**Task item:** Would you repeat all of the records underneath, exactly as written?

#####

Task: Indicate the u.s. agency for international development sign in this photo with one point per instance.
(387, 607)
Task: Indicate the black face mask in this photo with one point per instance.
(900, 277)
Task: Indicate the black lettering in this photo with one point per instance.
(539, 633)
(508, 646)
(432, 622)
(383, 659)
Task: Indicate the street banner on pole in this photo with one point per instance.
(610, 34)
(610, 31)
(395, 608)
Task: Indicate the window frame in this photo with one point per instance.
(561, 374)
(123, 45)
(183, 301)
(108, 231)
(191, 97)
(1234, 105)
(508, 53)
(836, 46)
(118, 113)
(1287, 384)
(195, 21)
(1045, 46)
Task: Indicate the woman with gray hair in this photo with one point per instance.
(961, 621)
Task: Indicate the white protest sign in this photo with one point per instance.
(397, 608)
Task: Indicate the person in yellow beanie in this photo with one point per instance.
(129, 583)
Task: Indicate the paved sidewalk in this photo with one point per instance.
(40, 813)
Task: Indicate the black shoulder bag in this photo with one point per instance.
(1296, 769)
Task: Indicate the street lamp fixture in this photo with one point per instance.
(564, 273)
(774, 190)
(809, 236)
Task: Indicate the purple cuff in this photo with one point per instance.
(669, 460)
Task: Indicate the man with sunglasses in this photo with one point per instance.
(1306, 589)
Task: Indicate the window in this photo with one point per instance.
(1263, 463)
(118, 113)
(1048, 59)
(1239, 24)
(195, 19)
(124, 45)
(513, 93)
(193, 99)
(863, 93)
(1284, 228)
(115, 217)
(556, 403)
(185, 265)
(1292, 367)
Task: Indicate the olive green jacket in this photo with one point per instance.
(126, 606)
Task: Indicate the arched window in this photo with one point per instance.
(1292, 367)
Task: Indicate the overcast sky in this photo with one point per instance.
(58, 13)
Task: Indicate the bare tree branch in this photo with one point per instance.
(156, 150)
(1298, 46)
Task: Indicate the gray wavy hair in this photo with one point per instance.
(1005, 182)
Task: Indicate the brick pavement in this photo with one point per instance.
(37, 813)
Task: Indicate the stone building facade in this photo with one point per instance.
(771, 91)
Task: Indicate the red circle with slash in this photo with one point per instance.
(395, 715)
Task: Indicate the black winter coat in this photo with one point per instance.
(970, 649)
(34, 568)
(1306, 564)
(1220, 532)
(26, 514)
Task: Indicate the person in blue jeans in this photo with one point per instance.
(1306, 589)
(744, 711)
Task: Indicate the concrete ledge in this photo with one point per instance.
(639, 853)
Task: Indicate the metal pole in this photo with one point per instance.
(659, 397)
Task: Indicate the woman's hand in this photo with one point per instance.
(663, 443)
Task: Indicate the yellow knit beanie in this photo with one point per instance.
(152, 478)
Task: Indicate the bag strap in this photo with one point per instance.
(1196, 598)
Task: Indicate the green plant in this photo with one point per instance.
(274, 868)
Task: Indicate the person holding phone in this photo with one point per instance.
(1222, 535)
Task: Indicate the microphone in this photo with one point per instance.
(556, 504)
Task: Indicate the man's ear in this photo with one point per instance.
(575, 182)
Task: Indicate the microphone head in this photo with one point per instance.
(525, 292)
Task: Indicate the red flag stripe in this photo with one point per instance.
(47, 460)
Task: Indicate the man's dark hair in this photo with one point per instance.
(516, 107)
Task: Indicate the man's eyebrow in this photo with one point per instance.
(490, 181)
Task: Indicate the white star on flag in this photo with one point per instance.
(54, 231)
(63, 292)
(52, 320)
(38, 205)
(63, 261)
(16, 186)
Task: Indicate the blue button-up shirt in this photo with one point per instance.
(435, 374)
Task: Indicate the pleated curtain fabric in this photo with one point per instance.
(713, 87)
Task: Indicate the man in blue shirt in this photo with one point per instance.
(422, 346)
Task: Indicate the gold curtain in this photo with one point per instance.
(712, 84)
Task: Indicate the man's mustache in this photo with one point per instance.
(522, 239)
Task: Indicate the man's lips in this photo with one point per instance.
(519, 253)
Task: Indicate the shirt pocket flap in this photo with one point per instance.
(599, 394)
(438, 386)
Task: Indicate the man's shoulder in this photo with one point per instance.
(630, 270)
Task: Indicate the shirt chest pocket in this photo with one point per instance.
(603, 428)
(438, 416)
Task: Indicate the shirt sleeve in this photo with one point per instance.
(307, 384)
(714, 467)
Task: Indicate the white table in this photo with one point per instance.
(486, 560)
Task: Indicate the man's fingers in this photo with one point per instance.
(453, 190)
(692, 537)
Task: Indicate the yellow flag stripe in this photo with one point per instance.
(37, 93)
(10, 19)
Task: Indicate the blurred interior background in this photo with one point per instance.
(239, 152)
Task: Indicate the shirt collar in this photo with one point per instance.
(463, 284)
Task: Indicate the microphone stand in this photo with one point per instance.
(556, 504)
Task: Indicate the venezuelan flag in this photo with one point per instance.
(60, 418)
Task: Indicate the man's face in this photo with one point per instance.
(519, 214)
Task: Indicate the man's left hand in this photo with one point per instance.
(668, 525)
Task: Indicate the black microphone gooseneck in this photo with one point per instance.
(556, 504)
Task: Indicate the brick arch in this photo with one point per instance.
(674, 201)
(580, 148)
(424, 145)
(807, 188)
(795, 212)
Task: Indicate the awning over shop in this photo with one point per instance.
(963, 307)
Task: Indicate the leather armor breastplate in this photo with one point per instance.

#####

**Output for this exercise:**
Task: Indicate the u.s. agency for international development sign in this photo with one point per instance.
(387, 607)
Task: Indicate the black face mask in this photo with one point per instance.
(900, 277)
Task: Indicate the black lettering in this photo with one point per instance.
(539, 633)
(508, 646)
(432, 622)
(383, 659)
Task: Indicate the street banner on pole in this photo with one point per instance.
(610, 34)
(610, 31)
(395, 608)
Task: Indicate the window frame in this photo with one point per instance.
(561, 374)
(123, 45)
(183, 301)
(108, 231)
(191, 97)
(1234, 105)
(508, 53)
(836, 46)
(118, 113)
(1287, 384)
(195, 21)
(1045, 46)
Task: Indicate the woman with gray hair in this photo with one point per instance.
(961, 621)
Task: Indicate the white protest sign in this photo with one point per instance.
(397, 608)
Task: Indicate the person in yellow beanie in this photo with one point per instance.
(129, 583)
Task: Indicate the paved sidewalk in this photo with one point per instance.
(40, 813)
Task: Indicate the black shoulder bag in this photo with one point per instance.
(1296, 769)
Task: Indicate the street lamp fixture in this photo with one point per instance.
(564, 273)
(774, 190)
(809, 236)
Task: Indicate the purple cuff in this photo with one point per instance.
(669, 460)
Task: Indicate the man with sunglasses in this photo with one point per instance.
(1306, 589)
Task: Indicate the window in this photo with one point per instance.
(1263, 463)
(118, 113)
(1048, 59)
(1239, 24)
(195, 19)
(124, 45)
(513, 93)
(193, 99)
(863, 93)
(1284, 228)
(115, 217)
(556, 403)
(185, 265)
(1292, 367)
Task: Indicate the olive green jacket in this photo with one point per instance.
(126, 606)
Task: Indicate the arched window in this photo with one point per instance.
(1292, 367)
Task: Indicate the overcast sky in this photo with one point per instance.
(58, 13)
Task: Indicate the bare tree branch in this photo with one point per instance.
(156, 150)
(1298, 46)
Task: Indicate the gray wavy hair in this photo with one point per instance.
(1005, 182)
Task: Indicate the brick pavement in this photo with one point per instance.
(37, 813)
Task: Indicate the stone building facade in this photo with one point per instance.
(771, 91)
Task: Indicate the red circle with slash in this photo with one point per instance.
(395, 715)
Task: Indicate the black winter coat in this photo with one point per instance.
(970, 649)
(34, 568)
(1306, 564)
(1220, 532)
(26, 514)
Task: Indicate the person in blue jeans in this photo with one point per instance.
(1306, 589)
(744, 711)
Task: Indicate the concrete ledge in this photo with one point per instance.
(639, 853)
Task: Indicate the metal pole in this photo with one point per instance.
(659, 397)
Task: Indicate the woman's hand in this photo with one point per instance.
(663, 443)
Task: Indicate the yellow knit beanie in this photo with one point per instance.
(152, 478)
Task: Indicate the bag strap in this photo with one point per instance.
(1196, 598)
Task: Indicate the green plant in this photo with one point per instance.
(274, 868)
Task: Indicate the person holding phone in this photo with one point per instance.
(1222, 535)
Task: Indicate the microphone in this photo with one point per instance.
(556, 504)
Task: Indicate the man's ear in this photo with one point per instance.
(575, 182)
Task: Indicate the microphone head in this photo with one point per instance.
(525, 292)
Task: Indicate the red flag stripe in this photo with one point per instance.
(47, 460)
Task: Indicate the man's dark hair in this photo with one point per instance.
(516, 107)
Task: Indicate the man's eyebrow in this photo with one point per instance.
(490, 181)
Task: Indicate the white star on flag in this photo with one point per instance.
(54, 231)
(63, 292)
(52, 320)
(38, 205)
(63, 261)
(16, 186)
Task: Indicate the blue button-up shirt in this photo with one point per instance.
(435, 374)
Task: Indicate the pleated curtain fabric in this photo with one point per instance.
(713, 87)
Task: Indicate the man in blue shirt in this photo with one point per instance.
(422, 346)
Task: Indicate the gold curtain in this photo with one point per instance.
(712, 84)
Task: Indicate the man's mustache in this photo with one point per instance.
(522, 239)
Task: Indicate the man's lips in this photo with one point per instance.
(519, 253)
Task: Indicate the shirt pocket flap in this photo with one point per instance.
(599, 394)
(438, 386)
Task: Indicate the man's shoulder in this photo with one point per instance.
(630, 270)
Task: Indicate the shirt chest pocket in this photo with one point per instance.
(603, 428)
(438, 416)
Task: Indicate the shirt sleeve in this photo with one point per instance.
(307, 384)
(714, 467)
Task: Indicate the white table in this photo with one point per instance.
(486, 560)
Task: Indicate the man's fingers in this photo with one point per instance.
(453, 190)
(692, 537)
Task: Indicate the yellow flag stripe in this photo with one point per instance.
(37, 93)
(10, 19)
Task: Indicate the blurred interior background in this photo with one point per instance.
(239, 152)
Task: Indicate the shirt collar in this photo with one point per instance.
(463, 284)
Task: Indicate the microphone stand in this photo with one point per instance.
(556, 504)
Task: Indicate the venezuelan flag in this photo with one point per instance.
(60, 418)
Task: Indicate the man's face in this photo with one point per instance.
(519, 214)
Task: Indicate the man's left hand in this photo with one point per instance.
(668, 525)
Task: Indicate the black microphone gooseneck in this photo with one point per instance.
(556, 504)
Task: Indicate the brick arch in this photo with one point per instance.
(674, 201)
(580, 148)
(424, 145)
(807, 188)
(795, 212)
Task: Indicate the awning over shop in this photo with one point per instance.
(963, 307)
Task: Indicate the leather armor breastplate in this photo with one point per instance.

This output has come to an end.